TASK DIRECTIONS: Write out every line in the records below that contains the word "glove", treating uppercase and lowercase as distinct.

LISTED ENTRIES:
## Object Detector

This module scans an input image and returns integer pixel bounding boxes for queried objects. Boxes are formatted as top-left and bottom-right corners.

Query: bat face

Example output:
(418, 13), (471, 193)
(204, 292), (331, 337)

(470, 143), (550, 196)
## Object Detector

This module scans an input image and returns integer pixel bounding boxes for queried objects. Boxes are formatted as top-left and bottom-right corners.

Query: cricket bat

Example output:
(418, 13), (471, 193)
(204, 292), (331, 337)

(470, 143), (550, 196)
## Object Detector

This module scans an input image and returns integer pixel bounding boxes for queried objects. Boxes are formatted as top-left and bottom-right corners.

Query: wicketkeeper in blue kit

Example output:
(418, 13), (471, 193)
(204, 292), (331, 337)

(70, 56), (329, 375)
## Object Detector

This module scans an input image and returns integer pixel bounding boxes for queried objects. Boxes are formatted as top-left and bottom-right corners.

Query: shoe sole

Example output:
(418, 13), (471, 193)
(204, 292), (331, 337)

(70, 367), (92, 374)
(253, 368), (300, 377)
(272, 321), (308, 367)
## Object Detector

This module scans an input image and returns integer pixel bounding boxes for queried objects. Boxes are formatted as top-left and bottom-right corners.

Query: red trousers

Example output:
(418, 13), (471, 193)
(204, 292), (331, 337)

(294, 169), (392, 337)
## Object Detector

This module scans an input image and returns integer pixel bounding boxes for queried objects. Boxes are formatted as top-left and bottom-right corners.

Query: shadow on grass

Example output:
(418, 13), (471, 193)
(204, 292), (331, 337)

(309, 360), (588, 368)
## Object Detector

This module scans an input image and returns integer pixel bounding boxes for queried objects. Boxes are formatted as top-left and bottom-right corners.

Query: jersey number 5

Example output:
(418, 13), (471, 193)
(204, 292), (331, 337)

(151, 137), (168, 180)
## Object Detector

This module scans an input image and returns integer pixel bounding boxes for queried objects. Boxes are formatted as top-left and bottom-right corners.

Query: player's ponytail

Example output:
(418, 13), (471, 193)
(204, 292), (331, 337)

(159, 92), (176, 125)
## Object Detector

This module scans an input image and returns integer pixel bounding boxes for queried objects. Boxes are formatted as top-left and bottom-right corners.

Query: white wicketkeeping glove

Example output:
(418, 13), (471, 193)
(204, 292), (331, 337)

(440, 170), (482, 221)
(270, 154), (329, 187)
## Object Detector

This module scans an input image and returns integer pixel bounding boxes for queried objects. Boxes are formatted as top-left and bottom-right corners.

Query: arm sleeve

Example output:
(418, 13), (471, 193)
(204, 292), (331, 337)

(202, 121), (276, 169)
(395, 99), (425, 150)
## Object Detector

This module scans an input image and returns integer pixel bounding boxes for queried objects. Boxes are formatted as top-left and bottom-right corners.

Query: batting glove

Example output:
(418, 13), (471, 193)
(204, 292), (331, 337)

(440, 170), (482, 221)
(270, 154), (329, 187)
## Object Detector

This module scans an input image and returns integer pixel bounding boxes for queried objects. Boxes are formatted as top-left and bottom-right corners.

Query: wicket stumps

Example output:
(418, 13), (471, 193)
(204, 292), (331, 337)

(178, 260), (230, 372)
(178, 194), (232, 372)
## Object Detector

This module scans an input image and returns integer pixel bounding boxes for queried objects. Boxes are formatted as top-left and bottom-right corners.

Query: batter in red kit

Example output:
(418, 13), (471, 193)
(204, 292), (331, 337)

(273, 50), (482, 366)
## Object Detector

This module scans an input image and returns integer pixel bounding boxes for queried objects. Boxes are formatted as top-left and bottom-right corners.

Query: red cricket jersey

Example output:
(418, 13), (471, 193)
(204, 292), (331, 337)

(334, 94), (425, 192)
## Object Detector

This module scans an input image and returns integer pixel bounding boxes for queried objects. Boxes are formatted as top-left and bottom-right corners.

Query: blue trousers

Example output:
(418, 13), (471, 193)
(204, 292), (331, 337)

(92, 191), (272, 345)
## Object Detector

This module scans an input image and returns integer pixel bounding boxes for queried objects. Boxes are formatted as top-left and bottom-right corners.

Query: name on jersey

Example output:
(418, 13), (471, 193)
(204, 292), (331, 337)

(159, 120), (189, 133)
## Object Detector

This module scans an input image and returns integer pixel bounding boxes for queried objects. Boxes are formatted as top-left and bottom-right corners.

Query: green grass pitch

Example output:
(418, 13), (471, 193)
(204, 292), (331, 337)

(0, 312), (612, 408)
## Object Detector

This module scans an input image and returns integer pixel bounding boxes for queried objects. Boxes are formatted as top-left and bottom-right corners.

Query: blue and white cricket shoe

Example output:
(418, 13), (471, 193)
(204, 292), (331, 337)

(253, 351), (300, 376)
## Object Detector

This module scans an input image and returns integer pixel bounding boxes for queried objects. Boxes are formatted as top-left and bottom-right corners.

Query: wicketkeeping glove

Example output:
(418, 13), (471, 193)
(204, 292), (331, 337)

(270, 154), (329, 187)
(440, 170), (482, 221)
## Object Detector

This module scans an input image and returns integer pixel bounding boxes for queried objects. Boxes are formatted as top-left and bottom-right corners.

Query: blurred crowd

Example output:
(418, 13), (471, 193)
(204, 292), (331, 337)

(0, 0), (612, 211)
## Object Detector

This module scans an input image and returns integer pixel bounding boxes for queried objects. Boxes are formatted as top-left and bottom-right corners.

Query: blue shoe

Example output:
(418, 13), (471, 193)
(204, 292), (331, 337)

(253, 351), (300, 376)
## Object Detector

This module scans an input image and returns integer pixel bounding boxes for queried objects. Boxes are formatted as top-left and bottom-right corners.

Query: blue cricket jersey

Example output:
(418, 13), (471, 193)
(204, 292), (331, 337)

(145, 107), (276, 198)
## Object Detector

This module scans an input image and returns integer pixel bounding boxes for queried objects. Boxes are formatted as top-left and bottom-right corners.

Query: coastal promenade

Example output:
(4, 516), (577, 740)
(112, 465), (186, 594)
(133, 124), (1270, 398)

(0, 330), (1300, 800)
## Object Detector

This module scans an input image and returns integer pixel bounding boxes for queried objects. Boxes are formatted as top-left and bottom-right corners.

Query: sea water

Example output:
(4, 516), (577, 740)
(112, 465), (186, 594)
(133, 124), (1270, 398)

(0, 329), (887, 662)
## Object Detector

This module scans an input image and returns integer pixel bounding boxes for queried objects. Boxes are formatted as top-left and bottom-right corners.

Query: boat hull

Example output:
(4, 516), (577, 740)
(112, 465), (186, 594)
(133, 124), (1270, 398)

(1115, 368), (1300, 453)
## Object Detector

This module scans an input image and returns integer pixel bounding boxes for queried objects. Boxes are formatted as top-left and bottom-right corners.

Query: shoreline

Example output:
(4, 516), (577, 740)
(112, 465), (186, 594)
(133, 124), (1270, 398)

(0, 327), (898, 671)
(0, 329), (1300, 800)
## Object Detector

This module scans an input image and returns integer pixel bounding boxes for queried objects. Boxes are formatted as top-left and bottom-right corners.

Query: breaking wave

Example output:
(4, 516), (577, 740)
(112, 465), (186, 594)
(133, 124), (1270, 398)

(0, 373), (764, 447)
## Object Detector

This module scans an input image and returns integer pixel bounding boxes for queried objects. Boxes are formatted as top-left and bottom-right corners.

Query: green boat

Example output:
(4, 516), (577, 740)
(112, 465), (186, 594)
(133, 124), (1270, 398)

SOLUTION TO THIS PROBLEM:
Query: white wicketkeeping glove
Query: batting glove
Query: wicketkeeping glove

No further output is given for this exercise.